TEXTE CITÉ:
J’aimerais retrouver, par l’écriture de ces quelques lignes, la vibration éprouvée face à l’iris blanc, accroché, en ce moment au Centre Pompidou, à côté des pavots rouges-orangées. Se contenter de dire que cette exposition est un bouquet, même chatoyant, même plein de vie, serait trop facile. Trop facile encore de prétendre voir en ces fleurs grossies pour ne pas passer inaperçues des allusions sexuelles.
Les fleurs de Georgia O’Keeffe n’ont rien d’une métaphore du sexe féminin. Georgia O’Keeffe expose le féminin parce qu’en lui la forme prend corps. Le tableau est féminin… C’est une matrice, une « imagimatrice »… et cette vibration que je ressens correspond au désir qui active la projection. Alors la toile s’illumine et le regardeur pénètre le tableau.
J’entre dans l’image. J’entre dans ce que voit le peintre. Je ne vois plus les pétales ni le pistil, je ne vois plus que les couleurs, les ombres et la lumière. Je vois les formes qui dansent. Je rêve à un parfum. Et puis, plus même : j’entre dans ce que je vois. La vibration s’intensifie.
Et je pourrais demeurer là, à écouter pendant des heures le silence vibrer du désir du monde.

DONNÉES AFFICHÉES:
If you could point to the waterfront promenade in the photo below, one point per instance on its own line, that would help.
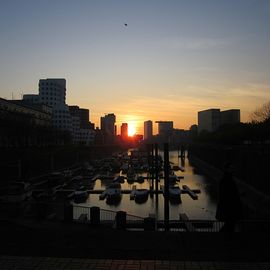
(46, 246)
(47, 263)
==
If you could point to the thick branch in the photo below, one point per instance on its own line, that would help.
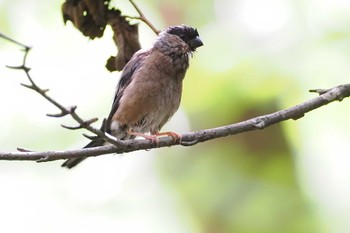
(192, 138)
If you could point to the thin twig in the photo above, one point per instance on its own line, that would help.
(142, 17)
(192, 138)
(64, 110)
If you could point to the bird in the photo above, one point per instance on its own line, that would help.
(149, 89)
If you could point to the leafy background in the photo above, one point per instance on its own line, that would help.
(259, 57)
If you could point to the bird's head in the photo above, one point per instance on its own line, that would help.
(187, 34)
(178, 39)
==
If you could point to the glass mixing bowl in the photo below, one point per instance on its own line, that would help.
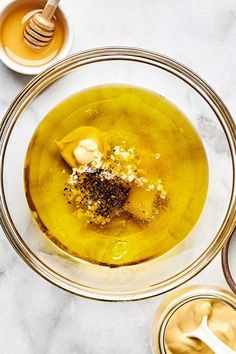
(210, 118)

À FAIRE:
#1 Relevez chaque ligne des enregistrements contenant la chaîne « below », en respectant la casse.
#2 Poursuivez le texte sur les fleurs de Georgia O’Keeffe à partir de sa dernière phrase.

RÉSULTATS ATTENDUS:
#1
If you could point to the waterfront promenade in the photo below, one point per instance on its own line, that would help.
If you could point to the thick branch in the photo below, one point per instance on its own line, that would help.
If you could point to the glass mixing bowl in the photo below, one point per instance on its own line, that would help.

#2
L’exposition nous accueille avec la biographie de l’artiste et des phrases très simples. Cette femme dit :

« Je me disais à moi-même je peindrai ce que je vois – ce que la fleur signifie pour moi, mais je la peindrai grande et cela forcera à prendre le temps pour regarder – j’obligerai chaque habitant affairé de New York à prendre le temps pour voir ce que je vois dans les fleurs. »

Elle me touche. Je perçois, entre ses mots, tout à la fois de l’audace et de l’ironie ; quelqu’un qui prend sa tache très au sérieux mais qui n’est pas dupe non plus. Il va falloir élargir l’infime, le rendre presque infini pour être vue. Le travail de l’artiste passe par cette inversion des valeurs ; c’est ainsi que s’opère la révélation.
La couleur d’O’Keeffe (pour toutes les couleurs qu’elle utilise et marie ensemble) est incandescente.
C’est de la lumière pure.
Comme si le soleil, par derrière, en attisait la radiance. Les fleurs flamboient. Et pas seulement les fleurs, le désert aussi et ces ossements énigmatiques, comme chauffés à blanc.
Je suis cette trajectoire qui commence au plus près du végétal, à la campagne, passe par New York et ses gratte-ciels et s’achève avec le minéral, en plein désert du Nouveau Mexique. Cette femme n’a peint ni des fleurs, ni des os, ni la porte de sa maison mexicaine, ni la croix du Christ. Cette femme a peint son émerveillement. Elle s’est peinte face au miracle du monde. Que le monde soit, telle est l’ultime signifiance. Que le monde soit et que nous puissions en témoigner, telle est notre suprême liberté.

Camille Laura VILLET

Georgia O’Keeffe est née en 1887, dans le Wisconsin aux Etats-Unis.
Elle est morte, aveugle, les yeux comme brûlés d’avoir trop vu, à presque 100 ans en 1986 dans la Ville de Santa Fe au Nouveau Mexique.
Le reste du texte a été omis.